# WHAT IS EXPECTED:
Look through the material below and show every line with the word "lights".

# PROVIDED MATERIAL:
■ ■ ■ ■

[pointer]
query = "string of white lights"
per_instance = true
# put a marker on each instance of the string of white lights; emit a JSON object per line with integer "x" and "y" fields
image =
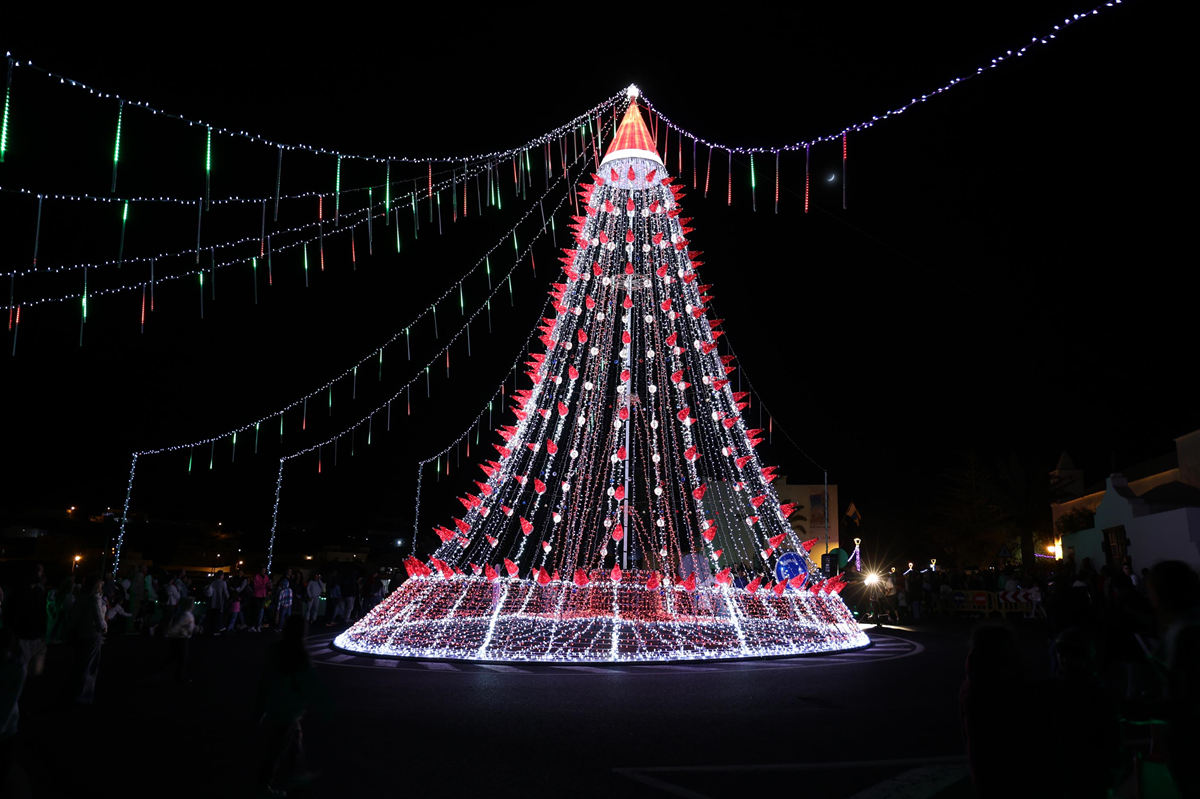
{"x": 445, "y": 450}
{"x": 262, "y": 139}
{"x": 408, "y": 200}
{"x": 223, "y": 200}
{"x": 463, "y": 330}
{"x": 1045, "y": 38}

■ ■ ■ ■

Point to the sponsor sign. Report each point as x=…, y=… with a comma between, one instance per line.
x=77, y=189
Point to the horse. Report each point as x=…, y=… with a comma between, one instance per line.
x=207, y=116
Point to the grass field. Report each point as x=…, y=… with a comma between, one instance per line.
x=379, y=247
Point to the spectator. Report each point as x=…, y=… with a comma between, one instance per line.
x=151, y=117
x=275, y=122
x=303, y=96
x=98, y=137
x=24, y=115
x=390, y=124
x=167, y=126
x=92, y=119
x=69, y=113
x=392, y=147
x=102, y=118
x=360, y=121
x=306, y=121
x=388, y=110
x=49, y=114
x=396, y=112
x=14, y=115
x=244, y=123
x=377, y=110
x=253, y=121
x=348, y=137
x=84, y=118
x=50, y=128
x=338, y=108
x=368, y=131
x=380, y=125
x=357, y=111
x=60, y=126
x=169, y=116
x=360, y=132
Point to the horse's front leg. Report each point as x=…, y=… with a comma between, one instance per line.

■ ■ ■ ■

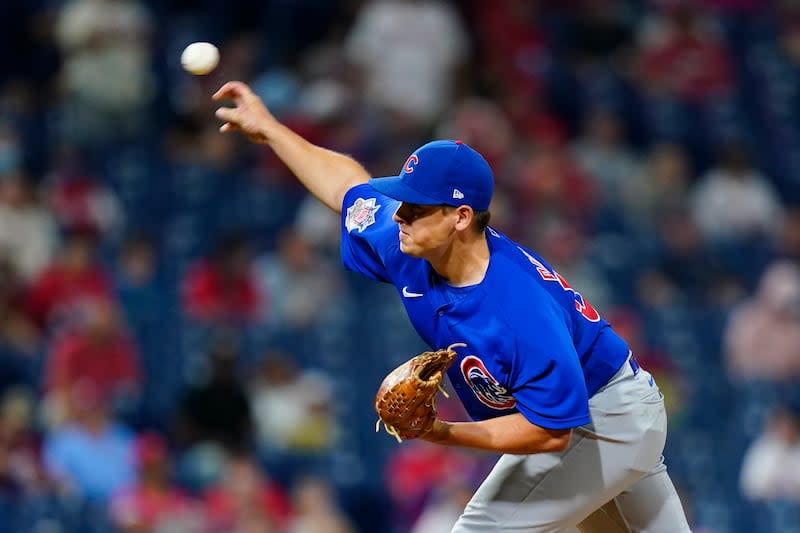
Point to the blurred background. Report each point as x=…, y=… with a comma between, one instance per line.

■ ■ ■ ■

# REPLY:
query = "string of white lights"
# put a marker on each instance of the string of white lights; emit a JSON object per line with integer "x" and "y" fields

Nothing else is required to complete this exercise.